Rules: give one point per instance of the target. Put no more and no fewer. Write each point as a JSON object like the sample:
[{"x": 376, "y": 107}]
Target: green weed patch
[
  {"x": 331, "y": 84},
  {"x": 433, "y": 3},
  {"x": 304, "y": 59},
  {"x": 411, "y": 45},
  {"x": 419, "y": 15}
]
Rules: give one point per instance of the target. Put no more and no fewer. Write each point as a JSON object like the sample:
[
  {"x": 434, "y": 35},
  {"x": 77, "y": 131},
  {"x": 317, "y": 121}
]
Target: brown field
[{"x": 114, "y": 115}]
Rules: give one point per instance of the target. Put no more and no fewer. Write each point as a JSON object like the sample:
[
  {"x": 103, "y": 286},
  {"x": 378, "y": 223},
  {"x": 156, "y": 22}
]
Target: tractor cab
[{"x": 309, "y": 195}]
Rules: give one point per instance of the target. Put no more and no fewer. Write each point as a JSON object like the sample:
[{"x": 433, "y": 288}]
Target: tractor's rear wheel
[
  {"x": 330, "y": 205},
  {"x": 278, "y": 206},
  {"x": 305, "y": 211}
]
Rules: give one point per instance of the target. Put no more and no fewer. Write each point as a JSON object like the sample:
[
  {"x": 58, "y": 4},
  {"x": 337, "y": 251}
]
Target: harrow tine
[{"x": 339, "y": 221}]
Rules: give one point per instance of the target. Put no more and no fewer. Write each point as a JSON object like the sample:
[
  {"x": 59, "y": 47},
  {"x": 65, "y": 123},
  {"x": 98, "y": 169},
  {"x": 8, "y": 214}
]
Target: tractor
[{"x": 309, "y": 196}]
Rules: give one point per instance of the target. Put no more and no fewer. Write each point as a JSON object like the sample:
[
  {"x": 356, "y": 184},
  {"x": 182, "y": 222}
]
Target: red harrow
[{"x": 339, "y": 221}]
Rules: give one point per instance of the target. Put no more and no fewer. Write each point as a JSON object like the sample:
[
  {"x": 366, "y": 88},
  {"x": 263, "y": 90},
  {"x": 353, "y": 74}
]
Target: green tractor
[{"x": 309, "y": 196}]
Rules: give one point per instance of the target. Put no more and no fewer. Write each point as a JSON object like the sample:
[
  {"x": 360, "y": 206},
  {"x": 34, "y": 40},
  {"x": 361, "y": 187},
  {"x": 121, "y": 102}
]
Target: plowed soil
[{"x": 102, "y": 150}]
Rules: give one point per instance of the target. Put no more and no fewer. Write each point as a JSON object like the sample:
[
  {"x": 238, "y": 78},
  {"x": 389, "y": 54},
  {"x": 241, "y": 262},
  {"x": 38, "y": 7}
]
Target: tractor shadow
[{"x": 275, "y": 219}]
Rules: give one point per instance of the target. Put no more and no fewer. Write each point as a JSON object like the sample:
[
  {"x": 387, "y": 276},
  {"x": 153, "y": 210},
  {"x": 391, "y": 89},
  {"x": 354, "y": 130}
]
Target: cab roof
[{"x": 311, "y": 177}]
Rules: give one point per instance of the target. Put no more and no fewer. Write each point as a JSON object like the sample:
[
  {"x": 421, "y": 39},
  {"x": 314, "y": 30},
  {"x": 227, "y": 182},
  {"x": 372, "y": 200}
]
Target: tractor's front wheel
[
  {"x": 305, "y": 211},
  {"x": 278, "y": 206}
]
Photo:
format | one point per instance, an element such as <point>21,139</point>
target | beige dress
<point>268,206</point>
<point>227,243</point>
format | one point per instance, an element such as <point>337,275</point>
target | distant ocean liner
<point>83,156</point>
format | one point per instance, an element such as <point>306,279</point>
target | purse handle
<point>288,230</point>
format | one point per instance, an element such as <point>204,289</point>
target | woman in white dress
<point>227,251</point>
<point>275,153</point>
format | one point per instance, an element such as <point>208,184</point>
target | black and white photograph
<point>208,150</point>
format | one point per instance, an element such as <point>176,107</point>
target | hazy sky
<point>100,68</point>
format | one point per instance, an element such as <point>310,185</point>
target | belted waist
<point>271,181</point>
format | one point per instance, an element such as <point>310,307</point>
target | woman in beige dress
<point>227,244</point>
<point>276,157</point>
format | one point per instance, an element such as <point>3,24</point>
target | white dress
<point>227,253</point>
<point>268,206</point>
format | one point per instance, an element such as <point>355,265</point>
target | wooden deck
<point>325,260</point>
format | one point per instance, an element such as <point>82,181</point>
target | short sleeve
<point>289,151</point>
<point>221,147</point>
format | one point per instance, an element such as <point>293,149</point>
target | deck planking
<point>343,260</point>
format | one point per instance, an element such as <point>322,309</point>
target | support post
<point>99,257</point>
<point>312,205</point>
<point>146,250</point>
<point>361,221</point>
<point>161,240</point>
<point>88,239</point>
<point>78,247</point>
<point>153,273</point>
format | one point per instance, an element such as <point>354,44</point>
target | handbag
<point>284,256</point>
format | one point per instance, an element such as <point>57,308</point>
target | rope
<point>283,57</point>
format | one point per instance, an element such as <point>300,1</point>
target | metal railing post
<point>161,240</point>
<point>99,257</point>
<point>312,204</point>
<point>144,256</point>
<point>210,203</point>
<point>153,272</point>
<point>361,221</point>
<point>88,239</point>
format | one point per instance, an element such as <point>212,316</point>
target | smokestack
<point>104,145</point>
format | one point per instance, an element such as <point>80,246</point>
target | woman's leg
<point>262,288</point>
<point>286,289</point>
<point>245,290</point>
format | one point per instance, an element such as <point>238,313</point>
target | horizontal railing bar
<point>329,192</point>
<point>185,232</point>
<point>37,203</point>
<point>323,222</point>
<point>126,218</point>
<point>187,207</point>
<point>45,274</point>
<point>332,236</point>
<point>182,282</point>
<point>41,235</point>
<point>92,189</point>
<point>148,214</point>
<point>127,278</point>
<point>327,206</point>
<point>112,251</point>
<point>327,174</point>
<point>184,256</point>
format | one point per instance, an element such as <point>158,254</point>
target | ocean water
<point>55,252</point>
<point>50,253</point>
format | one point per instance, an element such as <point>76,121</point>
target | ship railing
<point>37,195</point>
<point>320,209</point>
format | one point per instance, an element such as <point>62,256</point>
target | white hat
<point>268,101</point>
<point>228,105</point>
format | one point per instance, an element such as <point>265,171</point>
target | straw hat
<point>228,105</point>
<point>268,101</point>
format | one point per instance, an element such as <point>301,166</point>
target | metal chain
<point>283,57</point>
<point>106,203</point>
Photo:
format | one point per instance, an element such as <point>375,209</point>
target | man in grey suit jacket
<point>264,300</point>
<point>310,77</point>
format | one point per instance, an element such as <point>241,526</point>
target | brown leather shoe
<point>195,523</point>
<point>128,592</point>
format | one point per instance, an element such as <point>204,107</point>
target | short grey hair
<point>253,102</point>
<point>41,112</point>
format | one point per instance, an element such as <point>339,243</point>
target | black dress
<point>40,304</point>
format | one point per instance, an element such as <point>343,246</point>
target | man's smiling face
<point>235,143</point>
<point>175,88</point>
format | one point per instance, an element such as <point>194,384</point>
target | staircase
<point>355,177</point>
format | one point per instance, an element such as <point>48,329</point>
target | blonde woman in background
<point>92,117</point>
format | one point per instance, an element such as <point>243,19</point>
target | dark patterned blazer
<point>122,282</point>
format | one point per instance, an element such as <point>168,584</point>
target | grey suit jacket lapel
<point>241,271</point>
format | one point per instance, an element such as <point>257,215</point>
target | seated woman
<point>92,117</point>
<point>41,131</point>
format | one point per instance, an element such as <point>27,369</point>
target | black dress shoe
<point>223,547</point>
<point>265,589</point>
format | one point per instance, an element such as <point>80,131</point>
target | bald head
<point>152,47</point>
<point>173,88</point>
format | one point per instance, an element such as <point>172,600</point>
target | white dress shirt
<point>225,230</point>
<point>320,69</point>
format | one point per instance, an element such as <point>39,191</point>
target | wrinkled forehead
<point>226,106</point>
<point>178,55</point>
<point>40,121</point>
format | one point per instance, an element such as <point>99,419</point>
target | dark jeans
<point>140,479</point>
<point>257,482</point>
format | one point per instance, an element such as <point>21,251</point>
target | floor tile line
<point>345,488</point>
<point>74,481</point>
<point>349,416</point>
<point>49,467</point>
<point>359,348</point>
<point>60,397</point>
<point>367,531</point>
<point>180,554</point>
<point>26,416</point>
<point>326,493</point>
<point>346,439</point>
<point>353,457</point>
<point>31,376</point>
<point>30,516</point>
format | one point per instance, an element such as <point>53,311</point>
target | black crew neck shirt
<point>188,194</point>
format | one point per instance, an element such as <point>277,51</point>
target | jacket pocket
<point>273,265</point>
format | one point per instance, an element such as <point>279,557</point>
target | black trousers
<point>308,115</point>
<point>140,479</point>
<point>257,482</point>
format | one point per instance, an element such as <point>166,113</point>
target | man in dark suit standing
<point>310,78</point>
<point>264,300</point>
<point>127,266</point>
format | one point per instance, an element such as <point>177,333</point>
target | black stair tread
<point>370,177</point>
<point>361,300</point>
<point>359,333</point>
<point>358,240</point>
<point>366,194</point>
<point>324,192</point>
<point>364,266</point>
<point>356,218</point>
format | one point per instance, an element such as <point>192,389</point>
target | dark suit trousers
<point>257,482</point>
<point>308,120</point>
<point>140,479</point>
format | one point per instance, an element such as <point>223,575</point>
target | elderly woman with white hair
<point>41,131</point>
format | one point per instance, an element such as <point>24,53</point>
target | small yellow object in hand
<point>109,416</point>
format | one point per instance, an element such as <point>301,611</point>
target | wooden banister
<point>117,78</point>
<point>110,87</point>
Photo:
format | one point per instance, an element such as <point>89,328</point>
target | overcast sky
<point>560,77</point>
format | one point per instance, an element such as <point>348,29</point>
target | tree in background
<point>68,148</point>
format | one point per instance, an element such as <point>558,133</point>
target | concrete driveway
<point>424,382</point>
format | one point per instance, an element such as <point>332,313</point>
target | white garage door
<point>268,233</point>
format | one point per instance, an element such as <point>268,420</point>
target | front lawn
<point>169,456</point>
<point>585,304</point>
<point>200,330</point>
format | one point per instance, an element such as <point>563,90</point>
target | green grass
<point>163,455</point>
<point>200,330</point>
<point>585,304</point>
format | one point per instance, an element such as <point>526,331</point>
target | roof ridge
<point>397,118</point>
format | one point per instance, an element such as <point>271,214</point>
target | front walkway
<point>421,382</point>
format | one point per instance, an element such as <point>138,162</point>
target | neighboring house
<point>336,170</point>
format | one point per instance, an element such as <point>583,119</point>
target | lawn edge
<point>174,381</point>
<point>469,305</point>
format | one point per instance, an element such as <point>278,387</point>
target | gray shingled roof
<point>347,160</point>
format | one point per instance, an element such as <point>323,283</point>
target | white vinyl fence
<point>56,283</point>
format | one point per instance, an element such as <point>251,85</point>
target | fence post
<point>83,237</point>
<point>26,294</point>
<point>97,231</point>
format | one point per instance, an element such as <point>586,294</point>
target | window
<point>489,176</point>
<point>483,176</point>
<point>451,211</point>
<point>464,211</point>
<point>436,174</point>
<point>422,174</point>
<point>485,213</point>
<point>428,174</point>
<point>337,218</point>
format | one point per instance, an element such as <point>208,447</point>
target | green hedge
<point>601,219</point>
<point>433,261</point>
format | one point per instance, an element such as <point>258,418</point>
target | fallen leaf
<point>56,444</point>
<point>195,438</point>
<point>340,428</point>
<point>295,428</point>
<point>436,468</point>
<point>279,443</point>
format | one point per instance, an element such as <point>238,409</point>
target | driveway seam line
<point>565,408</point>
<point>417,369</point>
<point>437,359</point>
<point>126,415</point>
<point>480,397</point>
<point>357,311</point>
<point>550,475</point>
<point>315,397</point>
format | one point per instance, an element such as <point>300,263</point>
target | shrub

> [Required work]: In the listing above, locate the line with "such as <point>354,44</point>" and the line with "such as <point>300,1</point>", then extract exactly those lines and every line between them, and nothing more.

> [Answer below]:
format | one point per instance, an element such as <point>354,44</point>
target | handbag
<point>284,256</point>
format | one point per instance, an element such as <point>57,308</point>
target | rope
<point>283,57</point>
format | one point per instance, an element such as <point>300,1</point>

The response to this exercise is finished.